- DESCRIPTION OF THE TASK
Where an entry holds an image, leave the image out; otherwise reproduce the entry exactly.

*** DATA FOR THE TASK ***

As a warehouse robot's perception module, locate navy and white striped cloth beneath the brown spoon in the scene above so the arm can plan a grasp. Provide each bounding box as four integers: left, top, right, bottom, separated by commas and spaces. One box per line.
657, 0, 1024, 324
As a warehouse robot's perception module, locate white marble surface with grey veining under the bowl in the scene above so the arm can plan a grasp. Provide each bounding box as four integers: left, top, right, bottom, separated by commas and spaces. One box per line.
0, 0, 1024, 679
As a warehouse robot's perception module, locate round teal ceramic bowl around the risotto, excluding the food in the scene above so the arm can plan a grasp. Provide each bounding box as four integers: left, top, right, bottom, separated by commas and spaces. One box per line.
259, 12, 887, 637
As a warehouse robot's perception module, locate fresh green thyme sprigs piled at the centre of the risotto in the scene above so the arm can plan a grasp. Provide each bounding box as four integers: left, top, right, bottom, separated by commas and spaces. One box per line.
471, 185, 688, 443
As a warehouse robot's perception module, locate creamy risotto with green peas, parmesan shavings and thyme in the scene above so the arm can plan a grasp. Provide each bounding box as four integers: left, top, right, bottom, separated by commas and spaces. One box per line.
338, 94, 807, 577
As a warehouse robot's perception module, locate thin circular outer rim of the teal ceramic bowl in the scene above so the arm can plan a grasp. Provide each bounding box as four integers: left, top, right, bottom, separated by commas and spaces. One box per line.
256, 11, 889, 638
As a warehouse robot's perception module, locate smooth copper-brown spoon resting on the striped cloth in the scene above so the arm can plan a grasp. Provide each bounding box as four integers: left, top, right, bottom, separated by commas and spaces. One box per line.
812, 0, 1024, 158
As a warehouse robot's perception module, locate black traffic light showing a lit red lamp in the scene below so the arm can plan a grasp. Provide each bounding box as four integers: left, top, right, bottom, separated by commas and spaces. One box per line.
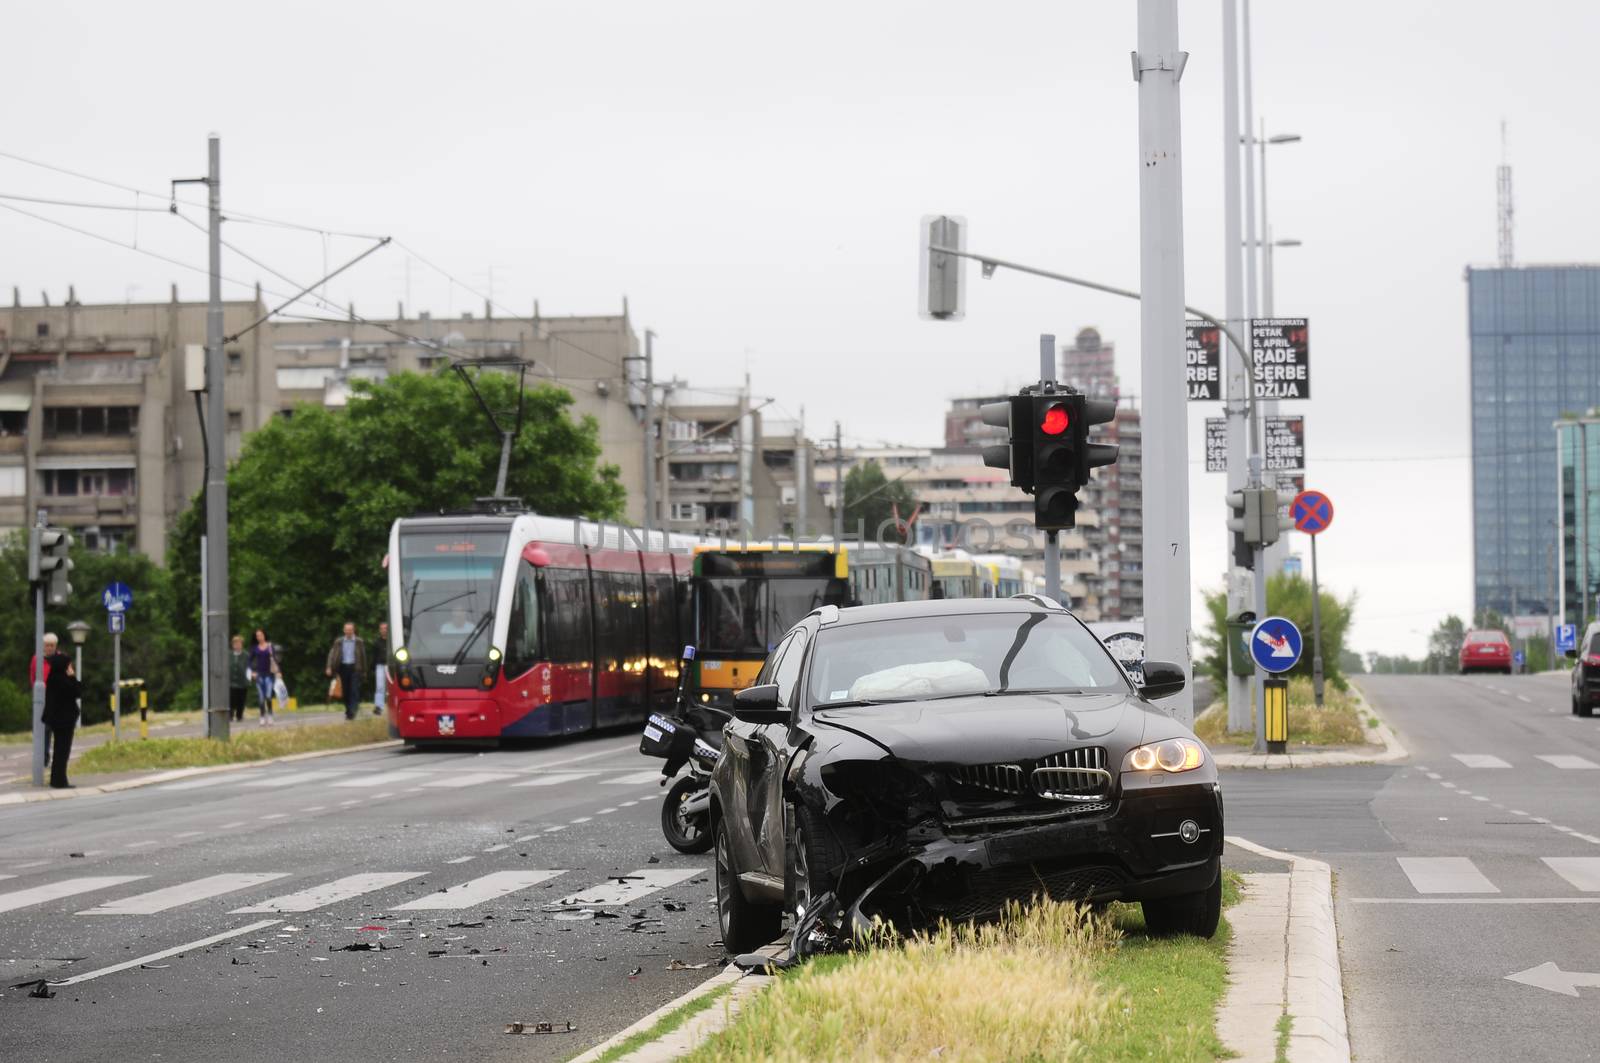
979, 389, 1117, 532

***

- SOLVED EXERCISE
As a warehouse robot's perception module, locate navy and white striped cloth beneath the brown spoon in the scene above so the arm can plan a grasp. Provide each bounding box as four integers: left, top, right, bottom, separated by commas and spaces. One box per line.
657, 0, 1024, 324
As a warehouse robot's perception module, locate white marble surface with grey veining under the bowl in the scene above so the arm can plan a grasp. Provide each bounding box as four integers: left, top, right, bottom, separated by commas and spaces. One box per line.
0, 0, 1024, 679
As a warehouse robot's perception module, locate round teal ceramic bowl around the risotto, excluding the food in the scene above so the arm can plan a grasp. Provide each bounding box as four integers: left, top, right, bottom, separated by commas and spaces. One box per line.
259, 12, 887, 637
As a warehouse robot's perception module, locate fresh green thyme sprigs piled at the centre of the risotto in the scene above so the arm can plan a grasp. Provide each bounding box as four integers: left, top, right, bottom, separated by commas and spaces. One box per line.
471, 185, 688, 443
As a warehouse robot's perception module, locate creamy risotto with green peas, parmesan shavings and thyme in the scene above so the arm can plan a grasp. Provide each bounding box as four integers: left, top, right, bottom, separated by commas and spaces. One box per line.
338, 94, 807, 577
As a warehouse robot's perception module, locate thin circular outer rim of the teal ceramic bowl in the scene above so the arm can plan a grasp. Provide each bounding box as four integers: left, top, right, bottom, separated by commas and spaces. One box per line.
256, 11, 889, 638
As a warehouse robot's perception module, locate smooth copper-brown spoon resting on the striped cloth in the scene above so the arm can plan a grasp. Provide each bounding box as four integers: left, top, right, bottom, separated by commas and spaces. One box per line.
812, 0, 1024, 158
As a warehouse robot's perception module, locate black traffic light showing a lit red lamp in the scene below so the arm can plan a grasp. Provide each bounding box as four integers: left, top, right, bottom, separated by commas and spaces. One box per line.
979, 389, 1117, 532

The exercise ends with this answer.